__Task requirements__: Restate the lines exactly, starting at the line that contains "of the stack" and finishing with the final line of the records.

——————————

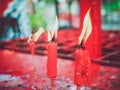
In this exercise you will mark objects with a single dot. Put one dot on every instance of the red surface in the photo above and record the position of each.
(3, 6)
(94, 42)
(105, 70)
(82, 67)
(52, 60)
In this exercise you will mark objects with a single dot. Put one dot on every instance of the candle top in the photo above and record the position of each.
(87, 28)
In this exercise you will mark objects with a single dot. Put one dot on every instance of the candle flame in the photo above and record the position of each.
(87, 28)
(53, 33)
(36, 35)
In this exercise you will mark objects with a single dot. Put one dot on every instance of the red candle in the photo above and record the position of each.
(52, 60)
(82, 63)
(78, 66)
(32, 46)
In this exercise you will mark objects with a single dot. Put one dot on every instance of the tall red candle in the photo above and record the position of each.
(52, 60)
(82, 65)
(93, 43)
(32, 47)
(78, 67)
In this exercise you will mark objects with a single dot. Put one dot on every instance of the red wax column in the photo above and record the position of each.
(87, 66)
(52, 60)
(78, 67)
(93, 43)
(84, 6)
(32, 46)
(82, 63)
(96, 18)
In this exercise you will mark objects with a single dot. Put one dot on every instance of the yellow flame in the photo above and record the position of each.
(53, 33)
(87, 28)
(36, 35)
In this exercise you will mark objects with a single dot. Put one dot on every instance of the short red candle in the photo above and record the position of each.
(82, 63)
(52, 60)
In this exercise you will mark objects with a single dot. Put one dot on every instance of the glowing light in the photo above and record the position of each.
(53, 33)
(87, 28)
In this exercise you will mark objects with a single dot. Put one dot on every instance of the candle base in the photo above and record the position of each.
(78, 87)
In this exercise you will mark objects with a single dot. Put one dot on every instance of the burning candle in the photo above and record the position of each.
(52, 54)
(52, 60)
(31, 42)
(82, 60)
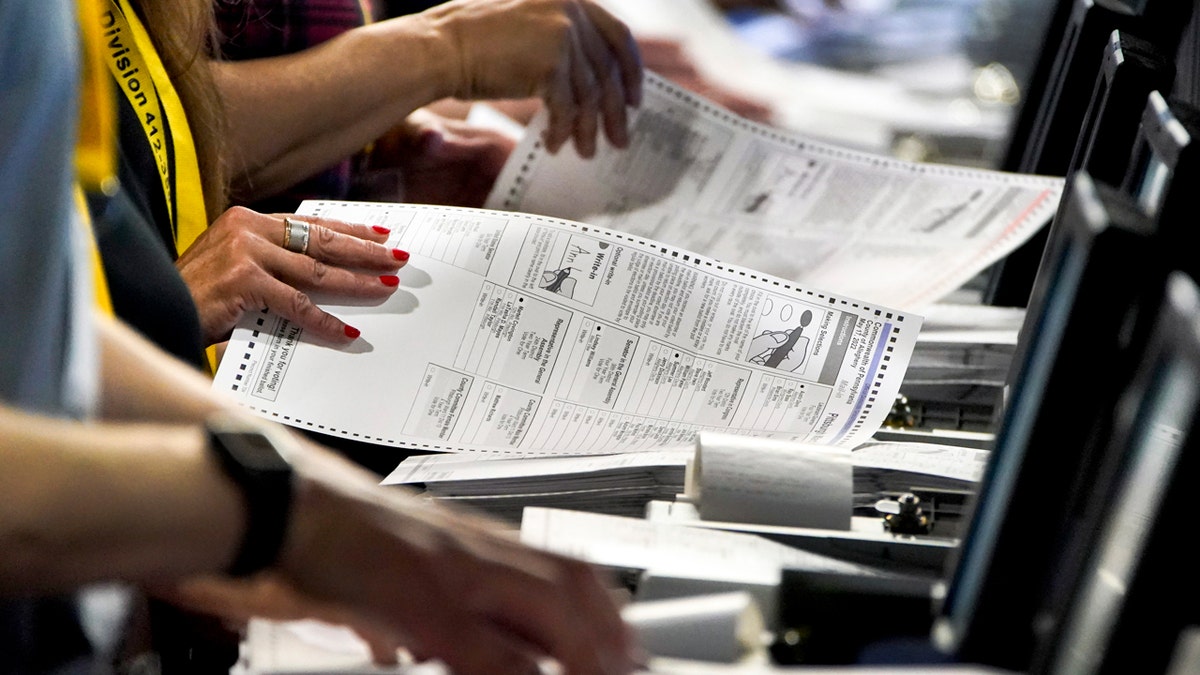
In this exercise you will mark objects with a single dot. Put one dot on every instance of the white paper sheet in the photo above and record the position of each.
(699, 177)
(720, 627)
(527, 334)
(670, 549)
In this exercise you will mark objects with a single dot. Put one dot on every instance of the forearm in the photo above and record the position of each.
(293, 115)
(142, 382)
(85, 502)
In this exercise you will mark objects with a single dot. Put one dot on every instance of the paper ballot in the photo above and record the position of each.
(514, 333)
(699, 177)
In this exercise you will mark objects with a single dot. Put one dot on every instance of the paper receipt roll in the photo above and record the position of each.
(769, 482)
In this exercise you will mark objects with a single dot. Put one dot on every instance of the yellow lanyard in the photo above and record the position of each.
(367, 15)
(96, 145)
(141, 76)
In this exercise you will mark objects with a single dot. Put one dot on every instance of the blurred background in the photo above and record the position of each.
(919, 79)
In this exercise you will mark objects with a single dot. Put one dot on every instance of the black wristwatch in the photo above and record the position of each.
(256, 459)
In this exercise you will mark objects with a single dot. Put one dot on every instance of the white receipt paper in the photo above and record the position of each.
(719, 627)
(513, 333)
(768, 482)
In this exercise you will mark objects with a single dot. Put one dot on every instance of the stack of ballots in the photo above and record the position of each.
(623, 484)
(959, 366)
(619, 484)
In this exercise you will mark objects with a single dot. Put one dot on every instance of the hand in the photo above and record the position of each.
(445, 584)
(443, 160)
(239, 264)
(579, 58)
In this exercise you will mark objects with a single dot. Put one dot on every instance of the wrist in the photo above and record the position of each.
(420, 54)
(256, 459)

——————————

__Response to the task__:
In this exercise you will mark objects with a single dot. Put one dot on every instance of the stack of ballots in the photo above and record the position of each.
(623, 484)
(959, 366)
(619, 484)
In this exercise you will mark objects with a single dot. Put one dot on every instance of the hand in the photo above and record the position of each.
(445, 584)
(443, 160)
(239, 264)
(579, 58)
In this exercise you will mark objects with a single dot. Put one dot on every instance of the wrist in the photo above and record the position of each.
(420, 54)
(256, 459)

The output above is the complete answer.